ASSIGNMENT: Copy the data precisely, character for character, and leave out every picture.

*** Opening of SUPPLIED MATERIAL ***

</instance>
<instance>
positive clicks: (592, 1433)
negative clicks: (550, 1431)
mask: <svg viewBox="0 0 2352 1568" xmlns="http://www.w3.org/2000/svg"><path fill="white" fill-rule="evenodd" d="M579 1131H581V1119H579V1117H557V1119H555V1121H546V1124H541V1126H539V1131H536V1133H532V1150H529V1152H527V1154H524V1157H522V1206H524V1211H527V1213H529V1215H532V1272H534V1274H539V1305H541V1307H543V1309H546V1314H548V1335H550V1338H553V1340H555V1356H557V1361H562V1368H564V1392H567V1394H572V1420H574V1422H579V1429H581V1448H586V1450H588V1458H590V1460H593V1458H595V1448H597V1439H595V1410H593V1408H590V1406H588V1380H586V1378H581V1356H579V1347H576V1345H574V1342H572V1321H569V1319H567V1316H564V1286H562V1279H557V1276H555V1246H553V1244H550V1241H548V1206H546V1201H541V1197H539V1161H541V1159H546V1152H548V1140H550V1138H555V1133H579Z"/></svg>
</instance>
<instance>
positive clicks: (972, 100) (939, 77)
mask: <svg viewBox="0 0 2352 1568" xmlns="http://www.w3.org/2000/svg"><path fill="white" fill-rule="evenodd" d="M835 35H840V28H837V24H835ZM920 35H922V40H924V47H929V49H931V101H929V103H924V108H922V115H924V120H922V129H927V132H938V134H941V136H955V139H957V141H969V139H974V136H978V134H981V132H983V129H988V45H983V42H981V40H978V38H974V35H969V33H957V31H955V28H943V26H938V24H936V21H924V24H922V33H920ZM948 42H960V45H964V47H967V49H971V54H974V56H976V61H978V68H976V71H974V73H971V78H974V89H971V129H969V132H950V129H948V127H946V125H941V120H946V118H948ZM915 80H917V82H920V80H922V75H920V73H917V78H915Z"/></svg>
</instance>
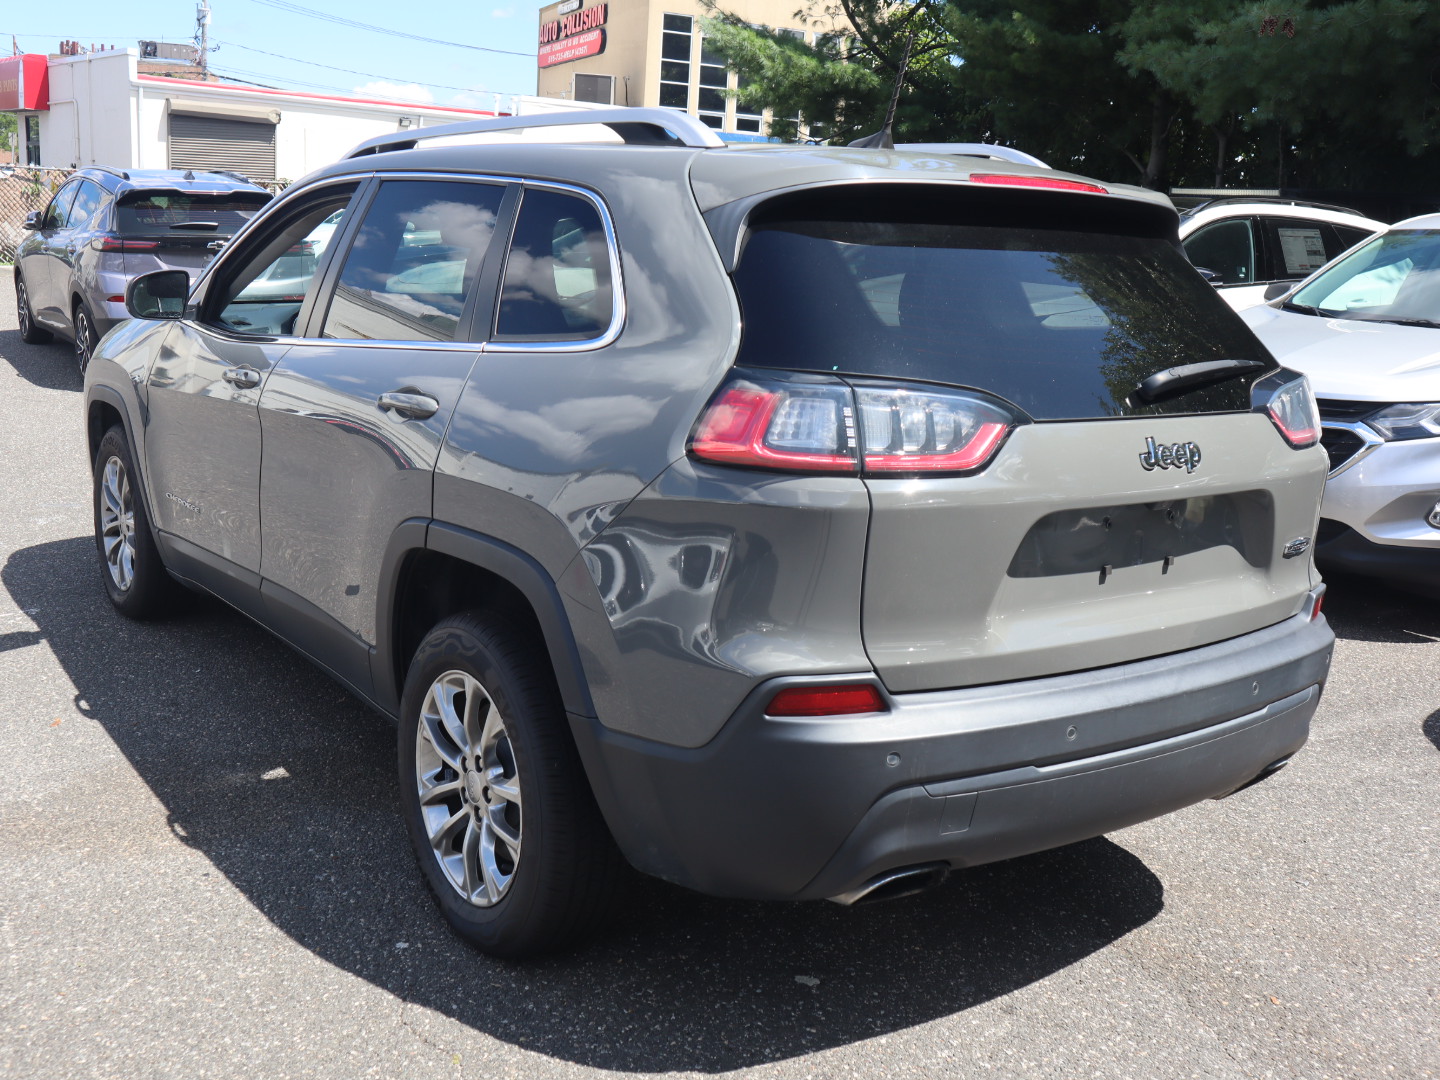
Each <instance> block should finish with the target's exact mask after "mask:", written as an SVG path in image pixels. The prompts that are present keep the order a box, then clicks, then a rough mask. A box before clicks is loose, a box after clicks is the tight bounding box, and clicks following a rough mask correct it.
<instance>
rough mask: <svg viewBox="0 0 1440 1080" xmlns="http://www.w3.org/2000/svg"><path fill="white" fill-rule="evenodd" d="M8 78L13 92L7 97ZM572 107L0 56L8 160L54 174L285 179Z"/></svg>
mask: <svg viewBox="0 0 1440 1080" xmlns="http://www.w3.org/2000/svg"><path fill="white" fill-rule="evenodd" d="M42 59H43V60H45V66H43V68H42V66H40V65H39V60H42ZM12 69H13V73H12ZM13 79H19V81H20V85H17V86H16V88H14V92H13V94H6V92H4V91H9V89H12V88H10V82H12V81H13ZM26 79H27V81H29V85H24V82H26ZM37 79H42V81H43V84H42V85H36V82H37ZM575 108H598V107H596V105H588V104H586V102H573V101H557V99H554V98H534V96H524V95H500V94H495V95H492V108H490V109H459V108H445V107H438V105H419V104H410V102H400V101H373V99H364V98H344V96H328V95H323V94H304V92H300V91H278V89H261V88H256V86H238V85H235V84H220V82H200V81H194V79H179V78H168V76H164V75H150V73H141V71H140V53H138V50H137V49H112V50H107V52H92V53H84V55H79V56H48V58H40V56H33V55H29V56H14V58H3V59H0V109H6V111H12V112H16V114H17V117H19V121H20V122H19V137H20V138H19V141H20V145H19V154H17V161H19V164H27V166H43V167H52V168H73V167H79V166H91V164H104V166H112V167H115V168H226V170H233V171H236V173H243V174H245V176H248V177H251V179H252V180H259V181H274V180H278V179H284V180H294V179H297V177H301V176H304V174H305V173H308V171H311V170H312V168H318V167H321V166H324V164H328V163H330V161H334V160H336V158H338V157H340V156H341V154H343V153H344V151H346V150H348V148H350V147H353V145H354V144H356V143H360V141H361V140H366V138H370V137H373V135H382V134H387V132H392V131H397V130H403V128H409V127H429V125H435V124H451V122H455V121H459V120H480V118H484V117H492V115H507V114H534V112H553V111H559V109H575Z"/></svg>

*** Close of SUPPLIED MATERIAL ***

SOLUTION:
</instance>
<instance>
positive clicks: (592, 1433)
negative clicks: (550, 1431)
mask: <svg viewBox="0 0 2352 1568" xmlns="http://www.w3.org/2000/svg"><path fill="white" fill-rule="evenodd" d="M579 1131H581V1119H579V1117H557V1119H555V1121H546V1124H541V1126H539V1131H536V1133H532V1150H529V1152H527V1154H524V1157H522V1206H524V1211H527V1213H529V1215H532V1272H534V1274H539V1305H541V1307H543V1309H546V1314H548V1335H550V1338H553V1340H555V1356H557V1361H562V1368H564V1392H567V1394H572V1420H574V1422H579V1429H581V1448H586V1450H588V1458H590V1460H593V1458H595V1448H597V1439H595V1410H593V1408H590V1406H588V1380H586V1378H581V1356H579V1347H576V1345H574V1342H572V1321H569V1319H567V1316H564V1286H562V1279H557V1276H555V1246H553V1244H550V1241H548V1206H546V1201H541V1197H539V1161H541V1159H546V1152H548V1140H550V1138H555V1133H579Z"/></svg>
</instance>
<instance>
positive clicks: (972, 100) (939, 77)
mask: <svg viewBox="0 0 2352 1568" xmlns="http://www.w3.org/2000/svg"><path fill="white" fill-rule="evenodd" d="M835 35H840V28H837V24H835ZM920 35H922V40H924V47H929V49H931V101H929V103H924V108H922V115H924V120H922V129H927V132H938V134H941V136H955V139H957V141H969V139H974V136H978V134H981V132H983V129H988V45H983V42H981V40H978V38H974V35H969V33H957V31H955V28H943V26H938V24H936V21H924V24H922V33H920ZM948 42H960V45H964V47H967V49H971V54H974V56H976V61H978V68H976V71H974V73H971V78H974V89H971V129H969V132H950V129H948V127H946V125H941V120H946V118H948ZM915 80H917V82H920V80H922V75H920V73H917V78H915Z"/></svg>
</instance>
Each <instance> block should finish with the target's exact mask after "mask:", written as an SVG path in image pixels. The prompts that are present keep the order a box, then clicks, then a rough mask. A box before clicks is loose, a box after clicks is the tight bounding box, and clicks following a rough mask correct it.
<instance>
rough mask: <svg viewBox="0 0 1440 1080" xmlns="http://www.w3.org/2000/svg"><path fill="white" fill-rule="evenodd" d="M8 78L13 92L7 97ZM572 107L0 56L8 160L54 174L285 179Z"/></svg>
mask: <svg viewBox="0 0 1440 1080" xmlns="http://www.w3.org/2000/svg"><path fill="white" fill-rule="evenodd" d="M42 59H43V60H45V66H43V68H42V66H40V65H39V60H42ZM12 69H13V73H12ZM13 79H19V81H20V85H17V86H16V88H14V92H13V94H6V92H4V91H9V89H12V88H10V82H12V81H13ZM26 79H27V81H29V85H24V82H26ZM37 79H42V81H43V84H42V85H36V82H37ZM575 108H598V107H596V105H588V104H586V102H573V101H557V99H554V98H534V96H524V95H500V94H495V95H492V108H490V109H459V108H445V107H438V105H419V104H410V102H400V101H373V99H364V98H344V96H328V95H323V94H304V92H300V91H278V89H261V88H256V86H238V85H235V84H220V82H200V81H194V79H179V78H168V76H164V75H150V73H141V71H140V53H138V50H137V49H112V50H107V52H92V53H84V55H79V56H48V58H40V56H33V55H29V56H14V58H3V59H0V109H6V111H12V112H16V114H17V117H19V121H20V122H19V137H20V138H19V141H20V145H19V154H17V161H19V164H27V166H43V167H52V168H73V167H79V166H91V164H104V166H112V167H115V168H226V170H233V171H236V173H243V174H245V176H248V177H251V179H252V180H259V181H274V180H278V179H284V180H294V179H297V177H301V176H304V174H305V173H308V171H311V170H312V168H318V167H321V166H324V164H328V163H330V161H334V160H336V158H338V157H340V156H341V154H343V153H344V151H346V150H348V148H350V147H353V145H354V144H356V143H360V141H361V140H366V138H370V137H373V135H382V134H387V132H392V131H397V130H403V128H409V127H429V125H435V124H451V122H455V121H459V120H480V118H484V117H492V115H507V114H534V112H553V111H559V109H575Z"/></svg>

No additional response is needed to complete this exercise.